#### OPDRACHTEN:
**1)** Geef uit de leestekst over participatie en milieueffectrapportage het stuk letterlijk weer dat begint met de woorden met "Als het milieueffectrapport" en eindigt met "is zes weken.".
**2)** Vertaal deze zin uit de leestekst over participatie en milieueffectrapportage in het Engels: "Alle overige onderdelen van het voortraject zijn op vrijwillige basis."

#### LEESTEKST:
>>>>
Beleid en regelgeving
Regelgeving rond participatie en milieueffectrapportage
Participatie is gekoppeld aan de m.e.r.-regelgeving. Hierbij is onderscheid tussen de beperkte procedure en de uitgebreide procedure. In beide gevallen geldt dat sprake is van een minimale regeling van participatie.
Beperkte procedure
De beperkte m.e.r.-procedure heeft een kort voortraject. Formeel hoeft de initiatiefnemer alleen schriftelijk aan het bevoegd gezag te melden dat hij een activiteit wil ondernemen die m.e.r.-plichtig is. Alle overige onderdelen van het voortraject zijn op vrijwillige basis.
Als het milieueffectrapport klaar is en er ligt een ontwerpbesluit, dan wordt het milieueffectrapport ter inzage gelegd. Nu kunnen zienswijzen worden ingediend op het rapport en het ontwerpbesluit. De termijn hiervoor is zes weken.
<<<<
#### INHOUD DATASET:
>>>>
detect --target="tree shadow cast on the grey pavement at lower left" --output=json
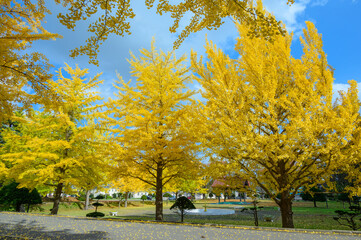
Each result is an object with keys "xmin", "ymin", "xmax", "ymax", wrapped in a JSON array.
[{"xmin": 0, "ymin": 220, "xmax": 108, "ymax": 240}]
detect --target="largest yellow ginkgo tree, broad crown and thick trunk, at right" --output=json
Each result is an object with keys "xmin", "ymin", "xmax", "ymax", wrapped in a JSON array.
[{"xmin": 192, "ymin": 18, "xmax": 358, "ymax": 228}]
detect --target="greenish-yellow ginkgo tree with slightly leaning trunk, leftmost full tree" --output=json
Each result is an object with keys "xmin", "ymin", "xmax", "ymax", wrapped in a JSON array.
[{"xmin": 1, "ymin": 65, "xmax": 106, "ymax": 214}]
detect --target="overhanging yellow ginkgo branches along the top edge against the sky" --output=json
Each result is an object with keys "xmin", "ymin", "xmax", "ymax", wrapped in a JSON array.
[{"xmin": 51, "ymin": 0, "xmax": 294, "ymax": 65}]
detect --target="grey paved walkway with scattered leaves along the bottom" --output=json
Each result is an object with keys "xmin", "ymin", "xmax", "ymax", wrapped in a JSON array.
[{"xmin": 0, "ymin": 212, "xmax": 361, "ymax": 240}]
<<<<
>>>>
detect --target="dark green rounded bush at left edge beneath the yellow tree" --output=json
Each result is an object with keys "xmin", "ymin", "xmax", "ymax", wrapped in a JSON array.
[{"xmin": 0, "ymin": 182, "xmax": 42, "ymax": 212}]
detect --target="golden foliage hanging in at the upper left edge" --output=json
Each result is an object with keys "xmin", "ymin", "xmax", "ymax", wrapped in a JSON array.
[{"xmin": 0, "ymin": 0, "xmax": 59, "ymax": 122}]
<<<<
#### VERWACHTE ANTWOORDEN:
**1)**
Als het milieueffectrapport klaar is en er ligt een ontwerpbesluit, dan wordt het milieueffectrapport ter inzage gelegd. Nu kunnen zienswijzen worden ingediend op het rapport en het ontwerpbesluit. De termijn hiervoor is zes weken.

**2)** All other parts of the preliminary phase are voluntary.